◆ What you should do
Where a line of the material includes the string "girl", copy that line.

◆ Entries supplied
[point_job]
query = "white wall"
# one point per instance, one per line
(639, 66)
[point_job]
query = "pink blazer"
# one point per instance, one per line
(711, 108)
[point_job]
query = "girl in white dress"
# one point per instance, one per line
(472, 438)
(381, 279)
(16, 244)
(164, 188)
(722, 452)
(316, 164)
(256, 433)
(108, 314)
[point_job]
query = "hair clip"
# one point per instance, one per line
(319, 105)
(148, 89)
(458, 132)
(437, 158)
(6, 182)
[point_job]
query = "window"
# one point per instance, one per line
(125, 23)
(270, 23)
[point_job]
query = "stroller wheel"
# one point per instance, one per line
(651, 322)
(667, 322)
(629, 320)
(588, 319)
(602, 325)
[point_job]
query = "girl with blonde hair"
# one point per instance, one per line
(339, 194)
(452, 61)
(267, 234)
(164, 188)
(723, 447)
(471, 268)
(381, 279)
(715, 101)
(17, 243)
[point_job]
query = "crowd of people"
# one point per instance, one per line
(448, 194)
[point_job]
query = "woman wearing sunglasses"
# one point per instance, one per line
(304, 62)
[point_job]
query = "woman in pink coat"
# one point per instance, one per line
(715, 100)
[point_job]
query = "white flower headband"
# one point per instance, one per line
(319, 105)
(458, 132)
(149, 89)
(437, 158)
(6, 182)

==

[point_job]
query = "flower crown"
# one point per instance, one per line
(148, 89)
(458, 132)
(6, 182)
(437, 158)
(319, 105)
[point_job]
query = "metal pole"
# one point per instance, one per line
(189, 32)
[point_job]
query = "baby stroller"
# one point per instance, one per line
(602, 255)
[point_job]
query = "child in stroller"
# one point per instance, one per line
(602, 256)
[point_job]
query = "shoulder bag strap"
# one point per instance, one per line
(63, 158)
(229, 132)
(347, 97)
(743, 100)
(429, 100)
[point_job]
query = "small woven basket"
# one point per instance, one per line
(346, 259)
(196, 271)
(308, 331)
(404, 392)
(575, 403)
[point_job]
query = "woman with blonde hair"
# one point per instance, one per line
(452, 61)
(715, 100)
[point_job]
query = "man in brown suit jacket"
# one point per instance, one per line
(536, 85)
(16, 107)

◆ Answer section
query = "girl in white dress"
query = "girl with blonde hair"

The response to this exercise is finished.